● Records for this task
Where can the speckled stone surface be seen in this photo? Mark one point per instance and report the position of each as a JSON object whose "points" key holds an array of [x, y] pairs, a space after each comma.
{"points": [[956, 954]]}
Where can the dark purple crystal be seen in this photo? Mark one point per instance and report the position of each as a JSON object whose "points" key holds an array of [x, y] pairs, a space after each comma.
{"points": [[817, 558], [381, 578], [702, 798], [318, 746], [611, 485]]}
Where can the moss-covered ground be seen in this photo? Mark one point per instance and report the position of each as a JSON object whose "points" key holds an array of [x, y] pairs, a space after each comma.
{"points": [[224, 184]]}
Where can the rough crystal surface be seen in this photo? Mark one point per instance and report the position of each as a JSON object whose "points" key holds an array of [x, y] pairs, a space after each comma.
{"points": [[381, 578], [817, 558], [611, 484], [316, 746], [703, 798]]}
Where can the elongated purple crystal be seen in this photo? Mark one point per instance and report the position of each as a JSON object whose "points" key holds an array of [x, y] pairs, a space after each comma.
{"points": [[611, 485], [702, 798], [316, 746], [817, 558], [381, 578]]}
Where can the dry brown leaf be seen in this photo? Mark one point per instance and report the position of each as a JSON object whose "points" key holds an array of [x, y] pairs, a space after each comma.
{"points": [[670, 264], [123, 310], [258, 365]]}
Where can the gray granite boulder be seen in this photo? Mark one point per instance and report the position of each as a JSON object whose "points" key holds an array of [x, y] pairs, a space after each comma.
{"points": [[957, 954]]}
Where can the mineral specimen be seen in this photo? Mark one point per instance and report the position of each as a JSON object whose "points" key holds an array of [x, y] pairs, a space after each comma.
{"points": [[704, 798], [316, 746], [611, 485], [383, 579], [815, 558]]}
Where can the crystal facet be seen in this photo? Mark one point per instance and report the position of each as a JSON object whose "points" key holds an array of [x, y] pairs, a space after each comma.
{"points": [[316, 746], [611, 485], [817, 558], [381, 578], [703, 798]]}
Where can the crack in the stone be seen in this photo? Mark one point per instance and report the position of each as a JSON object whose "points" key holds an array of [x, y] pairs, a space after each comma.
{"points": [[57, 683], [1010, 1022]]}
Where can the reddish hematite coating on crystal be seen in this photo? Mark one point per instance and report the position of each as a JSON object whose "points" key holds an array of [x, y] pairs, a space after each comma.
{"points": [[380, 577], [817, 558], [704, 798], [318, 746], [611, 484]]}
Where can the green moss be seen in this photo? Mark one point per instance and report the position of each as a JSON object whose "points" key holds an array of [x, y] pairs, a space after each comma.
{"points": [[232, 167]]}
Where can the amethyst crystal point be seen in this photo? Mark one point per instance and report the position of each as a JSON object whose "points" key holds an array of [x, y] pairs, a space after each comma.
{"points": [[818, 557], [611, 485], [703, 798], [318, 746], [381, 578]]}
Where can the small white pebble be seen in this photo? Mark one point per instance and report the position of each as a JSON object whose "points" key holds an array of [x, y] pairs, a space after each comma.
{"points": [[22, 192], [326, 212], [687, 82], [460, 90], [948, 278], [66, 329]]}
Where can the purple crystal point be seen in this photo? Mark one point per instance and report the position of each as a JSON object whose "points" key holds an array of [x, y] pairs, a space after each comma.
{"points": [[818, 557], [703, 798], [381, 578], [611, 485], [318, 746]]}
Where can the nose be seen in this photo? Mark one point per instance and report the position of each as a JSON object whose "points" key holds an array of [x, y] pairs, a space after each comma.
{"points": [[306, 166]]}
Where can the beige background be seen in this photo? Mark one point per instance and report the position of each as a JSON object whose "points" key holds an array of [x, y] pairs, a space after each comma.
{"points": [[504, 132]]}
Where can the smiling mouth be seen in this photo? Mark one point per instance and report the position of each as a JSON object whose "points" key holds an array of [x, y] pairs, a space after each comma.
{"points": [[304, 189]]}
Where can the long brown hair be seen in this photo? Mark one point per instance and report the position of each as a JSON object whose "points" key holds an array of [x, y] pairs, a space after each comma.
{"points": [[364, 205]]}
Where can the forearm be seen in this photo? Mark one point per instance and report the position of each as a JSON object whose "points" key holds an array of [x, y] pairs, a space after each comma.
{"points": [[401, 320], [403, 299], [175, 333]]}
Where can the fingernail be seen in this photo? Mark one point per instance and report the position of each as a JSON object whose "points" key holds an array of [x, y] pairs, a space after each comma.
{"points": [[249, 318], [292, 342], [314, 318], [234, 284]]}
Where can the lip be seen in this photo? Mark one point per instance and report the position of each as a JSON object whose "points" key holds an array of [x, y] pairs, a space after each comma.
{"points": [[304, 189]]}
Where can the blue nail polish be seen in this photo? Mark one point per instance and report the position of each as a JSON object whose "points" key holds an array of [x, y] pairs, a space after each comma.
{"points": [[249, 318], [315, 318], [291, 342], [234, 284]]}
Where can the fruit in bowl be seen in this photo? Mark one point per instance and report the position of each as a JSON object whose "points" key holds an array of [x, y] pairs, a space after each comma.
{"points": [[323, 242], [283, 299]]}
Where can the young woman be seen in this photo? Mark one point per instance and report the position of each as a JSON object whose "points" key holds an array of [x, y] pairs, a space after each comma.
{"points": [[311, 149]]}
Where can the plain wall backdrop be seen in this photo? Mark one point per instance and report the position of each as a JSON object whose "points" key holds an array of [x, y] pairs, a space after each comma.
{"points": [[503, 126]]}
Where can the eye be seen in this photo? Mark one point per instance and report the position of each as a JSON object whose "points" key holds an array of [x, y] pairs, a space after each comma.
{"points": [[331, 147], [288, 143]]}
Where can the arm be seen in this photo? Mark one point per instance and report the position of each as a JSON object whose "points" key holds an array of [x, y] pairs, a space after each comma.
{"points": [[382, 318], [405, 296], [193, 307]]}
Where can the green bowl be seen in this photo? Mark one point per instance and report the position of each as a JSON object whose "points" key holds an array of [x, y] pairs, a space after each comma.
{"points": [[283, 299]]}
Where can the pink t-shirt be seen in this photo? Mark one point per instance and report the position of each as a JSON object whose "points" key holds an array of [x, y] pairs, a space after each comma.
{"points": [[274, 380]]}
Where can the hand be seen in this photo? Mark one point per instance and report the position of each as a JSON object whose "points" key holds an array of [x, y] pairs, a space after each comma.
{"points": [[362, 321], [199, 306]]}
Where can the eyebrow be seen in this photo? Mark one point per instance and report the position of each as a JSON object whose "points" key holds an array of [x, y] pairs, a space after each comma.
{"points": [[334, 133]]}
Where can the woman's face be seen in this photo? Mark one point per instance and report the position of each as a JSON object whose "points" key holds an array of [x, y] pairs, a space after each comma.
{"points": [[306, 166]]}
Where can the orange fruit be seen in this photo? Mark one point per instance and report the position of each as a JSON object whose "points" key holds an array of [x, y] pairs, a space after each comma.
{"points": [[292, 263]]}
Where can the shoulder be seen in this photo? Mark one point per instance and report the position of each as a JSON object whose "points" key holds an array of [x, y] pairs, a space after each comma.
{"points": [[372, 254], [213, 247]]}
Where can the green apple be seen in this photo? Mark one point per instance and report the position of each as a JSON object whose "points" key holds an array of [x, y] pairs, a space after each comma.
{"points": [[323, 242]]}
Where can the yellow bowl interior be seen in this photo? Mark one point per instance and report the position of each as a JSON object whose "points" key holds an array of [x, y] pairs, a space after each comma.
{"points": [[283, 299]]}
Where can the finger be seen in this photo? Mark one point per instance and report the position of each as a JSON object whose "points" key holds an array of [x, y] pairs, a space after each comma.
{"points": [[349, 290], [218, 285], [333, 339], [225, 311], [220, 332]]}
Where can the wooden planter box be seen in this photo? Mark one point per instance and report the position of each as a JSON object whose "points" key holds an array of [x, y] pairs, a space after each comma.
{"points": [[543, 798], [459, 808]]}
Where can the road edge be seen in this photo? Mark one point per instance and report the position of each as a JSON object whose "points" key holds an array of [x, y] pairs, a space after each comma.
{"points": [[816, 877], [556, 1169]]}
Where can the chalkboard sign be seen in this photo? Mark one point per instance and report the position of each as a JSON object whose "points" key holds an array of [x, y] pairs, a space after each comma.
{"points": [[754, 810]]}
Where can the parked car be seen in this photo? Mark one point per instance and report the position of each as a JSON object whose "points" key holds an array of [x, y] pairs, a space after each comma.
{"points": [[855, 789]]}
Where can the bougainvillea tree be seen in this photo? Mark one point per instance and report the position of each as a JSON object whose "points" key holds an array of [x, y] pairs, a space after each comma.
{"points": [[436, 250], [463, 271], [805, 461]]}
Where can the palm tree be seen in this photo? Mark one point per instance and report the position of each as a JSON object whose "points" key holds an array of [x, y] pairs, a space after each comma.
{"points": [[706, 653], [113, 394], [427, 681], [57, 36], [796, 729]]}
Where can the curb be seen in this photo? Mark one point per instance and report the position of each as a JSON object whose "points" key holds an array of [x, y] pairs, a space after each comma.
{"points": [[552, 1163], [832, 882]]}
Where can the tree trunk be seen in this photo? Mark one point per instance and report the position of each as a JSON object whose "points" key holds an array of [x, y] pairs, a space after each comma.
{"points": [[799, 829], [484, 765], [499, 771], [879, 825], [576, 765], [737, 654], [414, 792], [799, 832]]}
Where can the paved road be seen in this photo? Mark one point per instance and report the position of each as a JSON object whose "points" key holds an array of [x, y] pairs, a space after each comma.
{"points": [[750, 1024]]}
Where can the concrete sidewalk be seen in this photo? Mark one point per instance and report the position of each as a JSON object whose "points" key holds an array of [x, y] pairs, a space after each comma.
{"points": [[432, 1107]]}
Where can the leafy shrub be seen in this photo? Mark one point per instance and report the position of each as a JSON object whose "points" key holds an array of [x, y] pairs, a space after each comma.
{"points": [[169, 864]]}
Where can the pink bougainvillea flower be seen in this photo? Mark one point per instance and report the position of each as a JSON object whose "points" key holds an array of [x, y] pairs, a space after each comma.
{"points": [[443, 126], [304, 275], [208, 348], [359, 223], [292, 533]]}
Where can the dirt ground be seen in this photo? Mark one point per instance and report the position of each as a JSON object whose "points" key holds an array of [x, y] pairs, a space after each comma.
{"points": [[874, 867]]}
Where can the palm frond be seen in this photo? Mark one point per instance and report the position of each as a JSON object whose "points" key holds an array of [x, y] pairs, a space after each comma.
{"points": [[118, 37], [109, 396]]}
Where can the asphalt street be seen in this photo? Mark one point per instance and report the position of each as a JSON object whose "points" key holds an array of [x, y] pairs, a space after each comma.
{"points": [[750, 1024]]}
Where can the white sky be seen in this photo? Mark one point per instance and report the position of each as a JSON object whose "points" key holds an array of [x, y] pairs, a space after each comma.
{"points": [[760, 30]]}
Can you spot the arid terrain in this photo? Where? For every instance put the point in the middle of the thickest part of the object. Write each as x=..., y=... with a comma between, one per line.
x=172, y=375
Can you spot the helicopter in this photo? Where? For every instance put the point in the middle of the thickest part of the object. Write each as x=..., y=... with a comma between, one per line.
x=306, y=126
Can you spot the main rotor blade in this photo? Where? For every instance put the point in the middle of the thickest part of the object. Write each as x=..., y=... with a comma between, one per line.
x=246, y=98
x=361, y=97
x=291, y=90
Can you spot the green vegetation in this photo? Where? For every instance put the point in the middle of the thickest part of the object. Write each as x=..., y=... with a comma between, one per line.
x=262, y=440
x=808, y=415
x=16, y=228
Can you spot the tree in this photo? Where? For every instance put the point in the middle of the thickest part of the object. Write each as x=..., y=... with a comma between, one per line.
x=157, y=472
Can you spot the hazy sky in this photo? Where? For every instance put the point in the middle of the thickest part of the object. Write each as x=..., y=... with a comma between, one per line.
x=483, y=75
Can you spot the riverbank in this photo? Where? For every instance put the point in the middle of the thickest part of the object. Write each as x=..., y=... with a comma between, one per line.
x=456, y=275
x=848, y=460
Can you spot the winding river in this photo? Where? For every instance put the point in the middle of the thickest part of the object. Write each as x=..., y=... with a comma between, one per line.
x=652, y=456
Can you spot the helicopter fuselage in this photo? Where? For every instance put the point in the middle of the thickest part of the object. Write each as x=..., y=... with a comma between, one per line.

● Exercise details
Print everything in the material above from the line containing "Can you spot the arid" down to the line containing "x=848, y=460", including both of those lines, copied exactly.

● Output for this exercise
Can you spot the arid terrain in this photo? Where? For every instance put the point in the middle of the thickest part of the object. Write each as x=..., y=... with a comma between, one per line.
x=172, y=375
Can you spot the helicopter in this photo? Where? For every instance put the point in the middle of the thickest part of the object. Write each as x=..., y=... with a comma between, one per line.
x=306, y=126
Can you spot the main rotor blade in this photo? Where? For every instance put the point in the middle of the thickest part of the object. Write each as x=..., y=... with a comma between, one per line.
x=246, y=98
x=361, y=97
x=291, y=90
Can you spot the green vegetation in this photo? Where? For every instance put the point in the middle of the thickest part of the object. Write each as x=..., y=... with a comma between, one per line.
x=262, y=440
x=808, y=415
x=16, y=228
Can you spot the tree in this photo? Where? For every instance put the point in the middle of the thickest part of the object. Write each as x=..., y=... with a comma between, one per line.
x=157, y=472
Can you spot the hazy sky in this photo? Where? For every instance put the point in the middle of the thickest part of the object. Write each as x=..., y=... with a comma between, one per line.
x=483, y=75
Can you spot the riverbank in this photo? Where? For every instance put the point in the middle of the thickest part of the object. Write each as x=..., y=... with a comma between, one per line.
x=456, y=275
x=848, y=460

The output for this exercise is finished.